━━━ Extracted records ━━━

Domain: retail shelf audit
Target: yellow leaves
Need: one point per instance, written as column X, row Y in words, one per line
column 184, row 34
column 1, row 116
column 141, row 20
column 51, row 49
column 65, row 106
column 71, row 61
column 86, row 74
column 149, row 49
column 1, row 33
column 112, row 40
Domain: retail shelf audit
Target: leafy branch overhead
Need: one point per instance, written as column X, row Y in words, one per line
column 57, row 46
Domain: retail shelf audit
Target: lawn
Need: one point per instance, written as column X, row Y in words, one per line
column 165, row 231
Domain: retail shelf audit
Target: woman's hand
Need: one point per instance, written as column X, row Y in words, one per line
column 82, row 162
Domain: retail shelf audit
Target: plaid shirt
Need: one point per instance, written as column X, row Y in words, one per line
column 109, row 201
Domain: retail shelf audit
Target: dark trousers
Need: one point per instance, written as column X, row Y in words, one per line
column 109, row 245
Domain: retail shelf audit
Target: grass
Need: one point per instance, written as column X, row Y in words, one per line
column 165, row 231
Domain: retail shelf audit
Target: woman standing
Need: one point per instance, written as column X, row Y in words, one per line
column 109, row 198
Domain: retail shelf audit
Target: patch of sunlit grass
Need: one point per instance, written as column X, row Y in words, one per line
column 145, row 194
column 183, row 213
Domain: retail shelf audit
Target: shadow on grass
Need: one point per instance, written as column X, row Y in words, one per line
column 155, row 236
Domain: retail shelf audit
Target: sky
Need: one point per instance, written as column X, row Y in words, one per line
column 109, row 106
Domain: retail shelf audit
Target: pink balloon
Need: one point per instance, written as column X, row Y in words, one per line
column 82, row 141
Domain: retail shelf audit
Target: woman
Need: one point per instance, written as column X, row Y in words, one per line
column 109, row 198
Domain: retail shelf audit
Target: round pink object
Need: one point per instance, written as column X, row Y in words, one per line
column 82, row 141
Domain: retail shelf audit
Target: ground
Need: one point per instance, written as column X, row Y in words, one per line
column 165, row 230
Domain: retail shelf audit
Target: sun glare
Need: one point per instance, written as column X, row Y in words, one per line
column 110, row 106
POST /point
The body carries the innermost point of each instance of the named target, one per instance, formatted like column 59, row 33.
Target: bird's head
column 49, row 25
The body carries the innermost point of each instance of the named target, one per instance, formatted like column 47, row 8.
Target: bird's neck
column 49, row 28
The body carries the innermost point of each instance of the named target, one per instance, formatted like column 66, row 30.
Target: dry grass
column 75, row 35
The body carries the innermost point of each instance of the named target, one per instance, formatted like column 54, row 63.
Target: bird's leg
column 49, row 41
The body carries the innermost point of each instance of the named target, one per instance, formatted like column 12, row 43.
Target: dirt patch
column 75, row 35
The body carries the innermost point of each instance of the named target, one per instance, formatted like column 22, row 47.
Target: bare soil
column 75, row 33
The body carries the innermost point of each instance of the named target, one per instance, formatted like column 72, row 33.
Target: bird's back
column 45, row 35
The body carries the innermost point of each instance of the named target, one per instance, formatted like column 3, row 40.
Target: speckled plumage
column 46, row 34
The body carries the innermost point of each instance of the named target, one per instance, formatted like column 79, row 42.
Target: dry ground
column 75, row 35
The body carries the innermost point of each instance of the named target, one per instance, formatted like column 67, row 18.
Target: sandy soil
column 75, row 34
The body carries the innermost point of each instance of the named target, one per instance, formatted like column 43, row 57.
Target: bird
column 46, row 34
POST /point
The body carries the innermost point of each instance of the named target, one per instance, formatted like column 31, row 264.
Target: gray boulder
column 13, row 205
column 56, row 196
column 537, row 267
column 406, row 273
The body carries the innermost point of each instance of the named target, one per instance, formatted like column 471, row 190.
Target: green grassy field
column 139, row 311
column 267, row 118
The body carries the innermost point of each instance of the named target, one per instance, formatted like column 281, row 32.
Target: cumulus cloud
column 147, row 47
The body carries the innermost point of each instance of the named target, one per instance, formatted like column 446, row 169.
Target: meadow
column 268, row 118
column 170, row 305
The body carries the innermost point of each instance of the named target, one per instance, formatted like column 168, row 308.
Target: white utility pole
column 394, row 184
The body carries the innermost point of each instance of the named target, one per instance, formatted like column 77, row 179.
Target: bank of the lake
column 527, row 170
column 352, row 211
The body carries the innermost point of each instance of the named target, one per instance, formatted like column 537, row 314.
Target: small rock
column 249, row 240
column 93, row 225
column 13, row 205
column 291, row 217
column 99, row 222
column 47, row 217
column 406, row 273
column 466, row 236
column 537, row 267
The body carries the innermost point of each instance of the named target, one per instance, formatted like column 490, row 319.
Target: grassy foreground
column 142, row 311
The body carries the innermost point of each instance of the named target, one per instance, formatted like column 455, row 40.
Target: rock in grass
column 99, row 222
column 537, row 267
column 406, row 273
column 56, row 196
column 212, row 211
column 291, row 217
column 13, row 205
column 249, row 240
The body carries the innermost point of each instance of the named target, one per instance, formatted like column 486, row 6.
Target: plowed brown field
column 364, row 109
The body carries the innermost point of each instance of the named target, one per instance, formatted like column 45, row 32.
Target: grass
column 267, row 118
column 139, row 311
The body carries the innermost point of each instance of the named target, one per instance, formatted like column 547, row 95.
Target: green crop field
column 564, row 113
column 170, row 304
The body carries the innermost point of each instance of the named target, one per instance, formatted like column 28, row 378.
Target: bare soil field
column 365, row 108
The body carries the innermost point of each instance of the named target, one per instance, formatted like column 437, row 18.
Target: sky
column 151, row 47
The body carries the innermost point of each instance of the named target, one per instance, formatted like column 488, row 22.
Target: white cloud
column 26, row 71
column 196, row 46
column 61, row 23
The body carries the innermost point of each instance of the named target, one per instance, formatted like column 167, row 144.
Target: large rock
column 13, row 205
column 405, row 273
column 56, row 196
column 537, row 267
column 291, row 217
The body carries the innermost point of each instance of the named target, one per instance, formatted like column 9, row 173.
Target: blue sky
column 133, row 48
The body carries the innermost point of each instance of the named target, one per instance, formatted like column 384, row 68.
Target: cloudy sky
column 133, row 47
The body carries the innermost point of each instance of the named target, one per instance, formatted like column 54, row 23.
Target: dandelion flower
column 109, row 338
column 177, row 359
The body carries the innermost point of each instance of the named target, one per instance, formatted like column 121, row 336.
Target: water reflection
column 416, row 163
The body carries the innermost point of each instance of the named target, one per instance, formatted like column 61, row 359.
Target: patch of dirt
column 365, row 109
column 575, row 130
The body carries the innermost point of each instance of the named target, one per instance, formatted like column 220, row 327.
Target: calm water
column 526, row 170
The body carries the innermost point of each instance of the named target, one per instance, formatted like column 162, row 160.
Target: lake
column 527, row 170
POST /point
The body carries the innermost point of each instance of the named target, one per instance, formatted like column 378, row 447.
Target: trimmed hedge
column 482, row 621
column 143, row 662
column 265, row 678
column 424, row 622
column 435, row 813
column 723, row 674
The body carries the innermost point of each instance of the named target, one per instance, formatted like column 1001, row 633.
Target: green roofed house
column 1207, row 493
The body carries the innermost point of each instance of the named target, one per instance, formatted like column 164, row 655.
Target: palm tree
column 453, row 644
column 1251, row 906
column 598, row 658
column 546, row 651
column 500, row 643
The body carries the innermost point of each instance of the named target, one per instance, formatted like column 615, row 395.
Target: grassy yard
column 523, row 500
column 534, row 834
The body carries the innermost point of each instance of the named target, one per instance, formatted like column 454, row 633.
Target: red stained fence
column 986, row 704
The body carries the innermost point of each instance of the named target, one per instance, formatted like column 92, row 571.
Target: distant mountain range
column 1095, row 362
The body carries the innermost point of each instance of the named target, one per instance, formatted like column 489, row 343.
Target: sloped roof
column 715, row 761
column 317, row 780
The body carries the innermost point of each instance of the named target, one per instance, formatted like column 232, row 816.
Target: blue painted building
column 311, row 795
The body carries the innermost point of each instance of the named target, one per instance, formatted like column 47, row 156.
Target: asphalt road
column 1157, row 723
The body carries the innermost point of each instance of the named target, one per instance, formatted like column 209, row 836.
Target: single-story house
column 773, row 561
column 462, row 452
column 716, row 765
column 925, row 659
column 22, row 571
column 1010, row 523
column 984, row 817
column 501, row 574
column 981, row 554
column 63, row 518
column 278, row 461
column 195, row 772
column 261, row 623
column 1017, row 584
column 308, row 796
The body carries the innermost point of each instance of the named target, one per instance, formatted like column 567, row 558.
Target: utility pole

━━━

### [Task description]
Reproduce the items word for word, everything from the line containing "22, row 47." down to the line containing "column 352, row 211", with both of those lines included.

### [Result of this task]
The body carries the innermost point of each instance of the named target, one per instance, formatted like column 22, row 47.
Target: bare soil
column 75, row 33
The body carries the innermost point of each instance of the named target, one per instance, formatted like column 72, row 33.
Target: bird's back
column 45, row 35
The body carries the innermost point of each instance of the named target, one per instance, formatted like column 3, row 40.
Target: speckled plumage
column 46, row 34
The body carries the innermost point of each instance of the named target, one per instance, formatted like column 79, row 42.
Target: dry ground
column 75, row 35
The body carries the innermost point of each instance of the named target, one per instance, formatted like column 67, row 18.
Target: sandy soil
column 75, row 34
The body carries the innermost point of each instance of the named target, one per instance, formatted like column 43, row 57.
Target: bird
column 46, row 34
POST /point
The body carries the innermost point of each instance of the named target, one per instance, formatted like column 31, row 264.
Target: gray boulder
column 13, row 205
column 56, row 196
column 537, row 267
column 406, row 273
The body carries the innermost point of each instance of the named target, one per instance, formatted like column 471, row 190.
Target: green grassy field
column 139, row 311
column 267, row 118
The body carries the innermost point of each instance of the named target, one per instance, formatted like column 281, row 32.
Target: cumulus cloud
column 147, row 47
The body carries the innermost point of each instance of the named target, one per instance, formatted like column 446, row 169.
Target: meadow
column 268, row 118
column 170, row 305
The body carries the innermost point of each instance of the named target, one per instance, formatted like column 168, row 308.
Target: white utility pole
column 394, row 184
The body carries the innermost point of each instance of the named target, one per instance, formatted like column 77, row 179.
Target: bank of the lake
column 527, row 170
column 352, row 211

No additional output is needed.